Only lines with the string "white" are wanted. Pull them out of the data.

--- Data excerpts ---

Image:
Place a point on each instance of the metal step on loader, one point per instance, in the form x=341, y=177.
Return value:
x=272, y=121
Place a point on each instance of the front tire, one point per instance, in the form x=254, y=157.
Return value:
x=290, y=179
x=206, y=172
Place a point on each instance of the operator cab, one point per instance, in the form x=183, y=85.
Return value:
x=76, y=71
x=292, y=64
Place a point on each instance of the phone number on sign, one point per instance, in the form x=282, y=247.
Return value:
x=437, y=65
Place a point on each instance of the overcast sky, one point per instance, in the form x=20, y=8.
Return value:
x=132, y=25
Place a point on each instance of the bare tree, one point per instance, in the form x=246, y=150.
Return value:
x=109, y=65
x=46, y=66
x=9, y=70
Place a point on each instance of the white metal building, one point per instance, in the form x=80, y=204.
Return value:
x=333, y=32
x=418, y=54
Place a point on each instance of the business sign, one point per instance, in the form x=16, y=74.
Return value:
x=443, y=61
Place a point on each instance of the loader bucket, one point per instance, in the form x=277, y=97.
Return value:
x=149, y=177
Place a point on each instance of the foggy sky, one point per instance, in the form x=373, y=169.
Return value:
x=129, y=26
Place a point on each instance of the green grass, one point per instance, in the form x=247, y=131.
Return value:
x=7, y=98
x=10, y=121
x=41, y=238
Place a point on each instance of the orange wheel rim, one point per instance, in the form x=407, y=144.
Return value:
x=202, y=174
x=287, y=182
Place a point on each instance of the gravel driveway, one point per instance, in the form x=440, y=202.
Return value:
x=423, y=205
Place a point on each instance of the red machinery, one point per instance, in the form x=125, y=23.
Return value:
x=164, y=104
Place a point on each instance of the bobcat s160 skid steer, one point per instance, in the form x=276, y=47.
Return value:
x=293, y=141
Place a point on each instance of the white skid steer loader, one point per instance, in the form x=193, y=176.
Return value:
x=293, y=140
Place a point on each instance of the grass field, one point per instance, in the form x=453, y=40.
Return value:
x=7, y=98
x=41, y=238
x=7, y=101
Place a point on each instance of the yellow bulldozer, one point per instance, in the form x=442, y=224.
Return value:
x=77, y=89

---

**Result of the exercise:**
Place a point on each instance of the white metal building, one point per instance, in the form x=80, y=204.
Place a point on each instance of the white skid steer loader, one point per instance, in the form x=193, y=176.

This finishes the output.